*** LISTED RECORDS Section Begins ***

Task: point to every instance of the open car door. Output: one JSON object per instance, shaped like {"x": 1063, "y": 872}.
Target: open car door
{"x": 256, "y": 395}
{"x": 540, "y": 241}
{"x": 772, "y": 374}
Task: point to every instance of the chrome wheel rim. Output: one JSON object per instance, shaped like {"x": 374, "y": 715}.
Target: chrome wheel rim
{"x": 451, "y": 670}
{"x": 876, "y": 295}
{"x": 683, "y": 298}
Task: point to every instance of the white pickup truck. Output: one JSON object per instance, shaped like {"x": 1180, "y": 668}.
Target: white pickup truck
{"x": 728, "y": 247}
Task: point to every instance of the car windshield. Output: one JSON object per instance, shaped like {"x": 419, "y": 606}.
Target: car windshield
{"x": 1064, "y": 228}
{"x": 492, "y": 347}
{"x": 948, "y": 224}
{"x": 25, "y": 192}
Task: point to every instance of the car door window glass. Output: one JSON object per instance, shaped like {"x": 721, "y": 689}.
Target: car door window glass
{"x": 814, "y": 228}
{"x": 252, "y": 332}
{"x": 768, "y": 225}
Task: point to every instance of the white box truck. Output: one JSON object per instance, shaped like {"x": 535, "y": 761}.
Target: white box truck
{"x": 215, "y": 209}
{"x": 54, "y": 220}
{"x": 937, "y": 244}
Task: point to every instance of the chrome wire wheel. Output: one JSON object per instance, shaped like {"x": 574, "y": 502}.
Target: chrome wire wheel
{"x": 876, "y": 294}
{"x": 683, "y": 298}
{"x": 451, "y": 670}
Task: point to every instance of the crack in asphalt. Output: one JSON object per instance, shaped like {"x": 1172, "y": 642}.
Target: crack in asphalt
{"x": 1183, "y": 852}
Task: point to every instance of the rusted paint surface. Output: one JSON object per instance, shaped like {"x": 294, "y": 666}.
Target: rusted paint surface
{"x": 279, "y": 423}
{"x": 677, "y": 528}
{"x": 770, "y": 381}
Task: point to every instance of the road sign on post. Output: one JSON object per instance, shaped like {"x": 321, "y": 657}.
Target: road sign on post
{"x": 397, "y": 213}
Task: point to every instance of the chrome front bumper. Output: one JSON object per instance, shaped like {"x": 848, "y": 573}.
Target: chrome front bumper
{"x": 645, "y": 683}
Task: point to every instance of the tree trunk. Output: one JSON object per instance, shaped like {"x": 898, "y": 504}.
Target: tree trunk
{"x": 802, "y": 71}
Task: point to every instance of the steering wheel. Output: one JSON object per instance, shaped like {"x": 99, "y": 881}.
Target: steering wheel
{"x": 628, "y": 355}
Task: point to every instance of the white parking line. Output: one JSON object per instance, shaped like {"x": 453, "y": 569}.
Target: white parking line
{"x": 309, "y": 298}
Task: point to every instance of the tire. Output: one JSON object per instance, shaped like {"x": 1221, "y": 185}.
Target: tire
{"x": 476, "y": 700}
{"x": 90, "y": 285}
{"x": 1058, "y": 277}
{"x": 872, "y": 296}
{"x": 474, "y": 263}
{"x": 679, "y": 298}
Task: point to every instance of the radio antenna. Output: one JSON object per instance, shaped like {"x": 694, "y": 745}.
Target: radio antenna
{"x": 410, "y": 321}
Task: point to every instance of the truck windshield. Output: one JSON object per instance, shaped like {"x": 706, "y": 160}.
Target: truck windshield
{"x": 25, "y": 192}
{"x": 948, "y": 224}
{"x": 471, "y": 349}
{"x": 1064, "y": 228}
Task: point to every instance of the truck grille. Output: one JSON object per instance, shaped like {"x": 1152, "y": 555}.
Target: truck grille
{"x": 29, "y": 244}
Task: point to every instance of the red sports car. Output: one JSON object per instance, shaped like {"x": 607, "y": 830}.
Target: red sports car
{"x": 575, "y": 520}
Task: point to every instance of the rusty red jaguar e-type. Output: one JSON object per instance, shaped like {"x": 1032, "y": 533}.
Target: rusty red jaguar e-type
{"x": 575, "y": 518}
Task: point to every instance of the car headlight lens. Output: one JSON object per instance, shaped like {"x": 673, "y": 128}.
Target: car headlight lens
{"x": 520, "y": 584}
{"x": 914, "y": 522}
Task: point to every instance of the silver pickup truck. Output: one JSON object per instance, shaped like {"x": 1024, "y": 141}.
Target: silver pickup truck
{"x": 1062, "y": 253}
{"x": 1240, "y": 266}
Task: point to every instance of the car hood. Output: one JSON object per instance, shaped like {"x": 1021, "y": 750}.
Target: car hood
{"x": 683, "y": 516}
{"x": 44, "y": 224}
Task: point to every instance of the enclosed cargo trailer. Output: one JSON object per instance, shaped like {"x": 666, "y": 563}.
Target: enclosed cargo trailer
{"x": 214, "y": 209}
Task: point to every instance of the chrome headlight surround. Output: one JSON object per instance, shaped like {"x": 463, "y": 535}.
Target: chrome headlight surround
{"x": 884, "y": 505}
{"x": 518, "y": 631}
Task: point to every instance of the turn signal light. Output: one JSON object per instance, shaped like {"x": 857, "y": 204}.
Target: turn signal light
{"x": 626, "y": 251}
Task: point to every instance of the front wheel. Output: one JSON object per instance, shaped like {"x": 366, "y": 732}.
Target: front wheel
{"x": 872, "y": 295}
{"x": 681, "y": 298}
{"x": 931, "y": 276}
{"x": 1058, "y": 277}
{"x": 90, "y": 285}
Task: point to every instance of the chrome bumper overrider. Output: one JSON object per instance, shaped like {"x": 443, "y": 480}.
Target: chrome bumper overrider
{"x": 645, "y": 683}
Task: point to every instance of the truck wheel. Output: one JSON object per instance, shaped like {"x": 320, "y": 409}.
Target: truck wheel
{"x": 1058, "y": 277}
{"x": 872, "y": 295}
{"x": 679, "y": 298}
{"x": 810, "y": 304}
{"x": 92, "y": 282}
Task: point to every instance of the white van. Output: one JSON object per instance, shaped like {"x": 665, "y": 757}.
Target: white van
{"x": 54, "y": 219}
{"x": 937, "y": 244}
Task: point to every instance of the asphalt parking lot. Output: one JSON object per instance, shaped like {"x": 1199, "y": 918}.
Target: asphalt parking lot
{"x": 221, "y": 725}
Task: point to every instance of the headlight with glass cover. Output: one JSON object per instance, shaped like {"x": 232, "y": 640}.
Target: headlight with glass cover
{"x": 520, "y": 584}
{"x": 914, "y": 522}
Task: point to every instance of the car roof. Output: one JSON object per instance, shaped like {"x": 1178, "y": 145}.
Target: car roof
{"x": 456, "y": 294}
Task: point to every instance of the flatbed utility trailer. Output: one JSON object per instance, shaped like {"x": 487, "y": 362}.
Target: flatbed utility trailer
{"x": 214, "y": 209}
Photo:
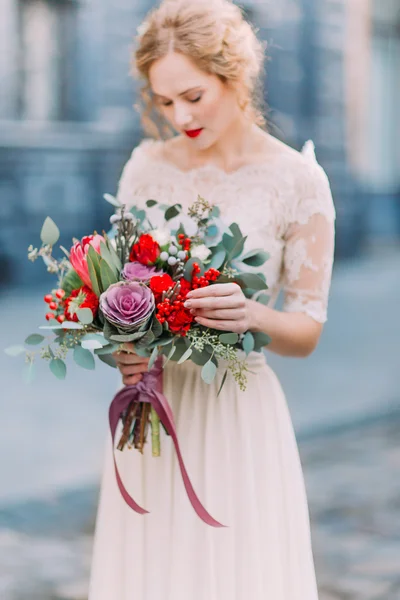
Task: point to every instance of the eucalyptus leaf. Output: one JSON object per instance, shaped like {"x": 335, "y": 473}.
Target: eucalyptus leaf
{"x": 170, "y": 355}
{"x": 229, "y": 338}
{"x": 84, "y": 358}
{"x": 91, "y": 345}
{"x": 58, "y": 368}
{"x": 222, "y": 382}
{"x": 112, "y": 200}
{"x": 256, "y": 260}
{"x": 185, "y": 356}
{"x": 85, "y": 315}
{"x": 248, "y": 342}
{"x": 209, "y": 372}
{"x": 108, "y": 276}
{"x": 15, "y": 350}
{"x": 50, "y": 232}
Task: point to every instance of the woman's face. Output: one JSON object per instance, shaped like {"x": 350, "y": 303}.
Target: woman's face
{"x": 197, "y": 104}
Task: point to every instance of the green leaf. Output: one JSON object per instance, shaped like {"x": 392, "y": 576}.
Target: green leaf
{"x": 50, "y": 232}
{"x": 153, "y": 357}
{"x": 229, "y": 338}
{"x": 208, "y": 372}
{"x": 112, "y": 200}
{"x": 94, "y": 272}
{"x": 71, "y": 281}
{"x": 188, "y": 270}
{"x": 248, "y": 342}
{"x": 256, "y": 260}
{"x": 15, "y": 350}
{"x": 262, "y": 299}
{"x": 127, "y": 337}
{"x": 108, "y": 276}
{"x": 222, "y": 382}
{"x": 109, "y": 349}
{"x": 170, "y": 354}
{"x": 84, "y": 358}
{"x": 217, "y": 260}
{"x": 172, "y": 211}
{"x": 185, "y": 356}
{"x": 261, "y": 340}
{"x": 251, "y": 280}
{"x": 108, "y": 359}
{"x": 84, "y": 315}
{"x": 58, "y": 368}
{"x": 34, "y": 340}
{"x": 107, "y": 256}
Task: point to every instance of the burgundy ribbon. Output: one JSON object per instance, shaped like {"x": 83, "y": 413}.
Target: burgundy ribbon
{"x": 149, "y": 389}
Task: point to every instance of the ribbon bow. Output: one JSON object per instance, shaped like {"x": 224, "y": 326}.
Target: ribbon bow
{"x": 149, "y": 389}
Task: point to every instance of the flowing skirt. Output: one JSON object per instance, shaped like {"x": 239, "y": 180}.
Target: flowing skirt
{"x": 242, "y": 457}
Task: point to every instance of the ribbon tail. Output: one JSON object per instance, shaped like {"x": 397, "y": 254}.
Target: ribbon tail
{"x": 120, "y": 403}
{"x": 163, "y": 409}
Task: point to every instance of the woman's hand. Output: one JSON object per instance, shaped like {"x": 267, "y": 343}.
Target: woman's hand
{"x": 131, "y": 365}
{"x": 220, "y": 306}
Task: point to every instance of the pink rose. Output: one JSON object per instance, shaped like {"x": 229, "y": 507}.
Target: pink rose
{"x": 78, "y": 256}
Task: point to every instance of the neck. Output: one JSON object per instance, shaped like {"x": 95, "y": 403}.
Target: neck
{"x": 231, "y": 147}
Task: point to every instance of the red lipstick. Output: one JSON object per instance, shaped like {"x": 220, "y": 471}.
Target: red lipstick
{"x": 193, "y": 132}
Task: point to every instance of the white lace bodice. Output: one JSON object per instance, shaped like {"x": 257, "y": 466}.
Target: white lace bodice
{"x": 284, "y": 206}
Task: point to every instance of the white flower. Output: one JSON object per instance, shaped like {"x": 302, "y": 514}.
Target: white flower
{"x": 201, "y": 252}
{"x": 161, "y": 236}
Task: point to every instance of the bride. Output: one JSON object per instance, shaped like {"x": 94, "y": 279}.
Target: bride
{"x": 200, "y": 63}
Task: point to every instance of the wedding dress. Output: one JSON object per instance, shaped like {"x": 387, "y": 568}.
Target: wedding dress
{"x": 239, "y": 448}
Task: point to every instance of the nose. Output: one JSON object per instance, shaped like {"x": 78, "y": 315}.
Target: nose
{"x": 182, "y": 115}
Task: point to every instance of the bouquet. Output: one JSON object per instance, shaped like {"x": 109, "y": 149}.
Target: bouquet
{"x": 130, "y": 285}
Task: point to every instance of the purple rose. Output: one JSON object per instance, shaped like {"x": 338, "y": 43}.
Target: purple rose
{"x": 135, "y": 271}
{"x": 127, "y": 305}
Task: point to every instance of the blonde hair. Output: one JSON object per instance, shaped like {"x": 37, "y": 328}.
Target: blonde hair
{"x": 216, "y": 36}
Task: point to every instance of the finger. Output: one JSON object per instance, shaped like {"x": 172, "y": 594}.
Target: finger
{"x": 217, "y": 324}
{"x": 133, "y": 369}
{"x": 131, "y": 379}
{"x": 216, "y": 289}
{"x": 233, "y": 301}
{"x": 224, "y": 314}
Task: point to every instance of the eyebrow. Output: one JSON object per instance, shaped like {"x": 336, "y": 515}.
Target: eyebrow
{"x": 181, "y": 94}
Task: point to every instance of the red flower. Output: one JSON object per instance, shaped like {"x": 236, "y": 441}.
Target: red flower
{"x": 179, "y": 321}
{"x": 185, "y": 287}
{"x": 81, "y": 298}
{"x": 146, "y": 250}
{"x": 161, "y": 283}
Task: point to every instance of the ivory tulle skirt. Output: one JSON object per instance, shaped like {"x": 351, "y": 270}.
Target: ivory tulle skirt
{"x": 241, "y": 455}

*** LISTED RECORDS Section Ends ***

TASK TO COMPLETE: For this task, copy exactly the line with "Target: finger" and the lines that come after it, stopping at the end of the material above.

EXPECTED ANSWER:
Target: finger
{"x": 217, "y": 324}
{"x": 133, "y": 369}
{"x": 131, "y": 379}
{"x": 216, "y": 289}
{"x": 233, "y": 301}
{"x": 224, "y": 314}
Task: point to every instance of the eyebrow. Output: one JSON object per instance, shaped like {"x": 336, "y": 515}.
Target: eyebrow
{"x": 181, "y": 94}
Task: point to every instance of the red flower. Output: one JSON object per instance, shaped like {"x": 236, "y": 441}.
Target: red flower
{"x": 179, "y": 321}
{"x": 185, "y": 287}
{"x": 81, "y": 298}
{"x": 146, "y": 250}
{"x": 161, "y": 283}
Task: point to every instance of the ivory tulle skirt. Output: one JSON object per instance, shaped like {"x": 351, "y": 270}.
Target: ivory tulle skirt
{"x": 241, "y": 455}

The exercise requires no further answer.